▶ [Referring expression pointing data]:
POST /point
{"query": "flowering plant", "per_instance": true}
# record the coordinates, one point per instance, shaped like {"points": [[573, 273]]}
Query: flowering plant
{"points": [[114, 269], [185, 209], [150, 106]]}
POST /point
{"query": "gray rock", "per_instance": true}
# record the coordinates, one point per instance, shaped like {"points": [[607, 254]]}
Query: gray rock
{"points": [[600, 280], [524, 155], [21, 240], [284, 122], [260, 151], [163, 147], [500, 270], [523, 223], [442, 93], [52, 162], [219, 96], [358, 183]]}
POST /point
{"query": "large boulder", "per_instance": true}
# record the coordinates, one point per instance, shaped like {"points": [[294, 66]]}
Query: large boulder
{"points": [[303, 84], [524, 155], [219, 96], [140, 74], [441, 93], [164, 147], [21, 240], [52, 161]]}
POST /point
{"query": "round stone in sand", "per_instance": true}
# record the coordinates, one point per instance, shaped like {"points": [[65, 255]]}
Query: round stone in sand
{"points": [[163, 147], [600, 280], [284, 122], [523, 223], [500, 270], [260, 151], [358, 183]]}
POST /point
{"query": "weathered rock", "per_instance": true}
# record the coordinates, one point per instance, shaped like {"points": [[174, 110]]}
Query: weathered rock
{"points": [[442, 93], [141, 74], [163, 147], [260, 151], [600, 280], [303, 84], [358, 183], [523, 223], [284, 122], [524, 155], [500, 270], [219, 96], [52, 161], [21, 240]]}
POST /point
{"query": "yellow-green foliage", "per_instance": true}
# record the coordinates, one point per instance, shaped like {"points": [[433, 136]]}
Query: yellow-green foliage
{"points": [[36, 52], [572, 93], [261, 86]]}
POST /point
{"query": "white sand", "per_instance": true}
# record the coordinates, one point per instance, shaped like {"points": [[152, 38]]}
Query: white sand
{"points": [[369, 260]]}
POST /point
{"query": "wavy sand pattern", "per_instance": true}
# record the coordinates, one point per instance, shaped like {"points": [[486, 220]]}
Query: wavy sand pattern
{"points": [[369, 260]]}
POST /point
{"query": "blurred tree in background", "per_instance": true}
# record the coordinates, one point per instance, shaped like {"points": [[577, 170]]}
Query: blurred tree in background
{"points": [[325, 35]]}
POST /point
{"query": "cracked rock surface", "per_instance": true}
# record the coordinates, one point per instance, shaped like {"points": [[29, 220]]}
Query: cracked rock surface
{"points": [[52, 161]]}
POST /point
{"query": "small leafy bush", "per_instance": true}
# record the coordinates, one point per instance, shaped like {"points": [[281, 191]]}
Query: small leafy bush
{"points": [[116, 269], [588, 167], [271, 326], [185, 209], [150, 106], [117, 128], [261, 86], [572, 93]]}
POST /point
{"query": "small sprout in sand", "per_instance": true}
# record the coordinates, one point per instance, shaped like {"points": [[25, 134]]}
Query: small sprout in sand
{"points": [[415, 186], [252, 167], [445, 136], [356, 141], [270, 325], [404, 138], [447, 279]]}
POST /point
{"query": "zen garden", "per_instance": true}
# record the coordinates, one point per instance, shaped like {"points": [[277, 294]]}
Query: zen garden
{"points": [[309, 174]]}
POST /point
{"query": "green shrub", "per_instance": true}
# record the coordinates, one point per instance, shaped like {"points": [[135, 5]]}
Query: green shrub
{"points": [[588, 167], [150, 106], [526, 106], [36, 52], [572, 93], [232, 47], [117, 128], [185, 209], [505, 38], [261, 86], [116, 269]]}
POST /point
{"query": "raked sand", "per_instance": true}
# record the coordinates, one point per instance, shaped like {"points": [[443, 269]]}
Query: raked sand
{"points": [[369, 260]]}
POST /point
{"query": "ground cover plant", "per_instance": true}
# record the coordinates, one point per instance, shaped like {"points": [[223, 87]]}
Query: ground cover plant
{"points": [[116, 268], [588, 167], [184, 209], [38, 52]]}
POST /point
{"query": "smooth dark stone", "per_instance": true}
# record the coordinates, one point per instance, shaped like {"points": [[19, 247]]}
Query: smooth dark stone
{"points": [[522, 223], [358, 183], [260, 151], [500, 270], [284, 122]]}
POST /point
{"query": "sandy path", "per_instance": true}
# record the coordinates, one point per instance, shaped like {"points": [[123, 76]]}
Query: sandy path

▶ [Try it]: Nothing but lines that contain "path" should appear in the answer. Copy each from the records.

▶ [Exercise result]:
{"query": "sandy path", "per_instance": true}
Query: sandy path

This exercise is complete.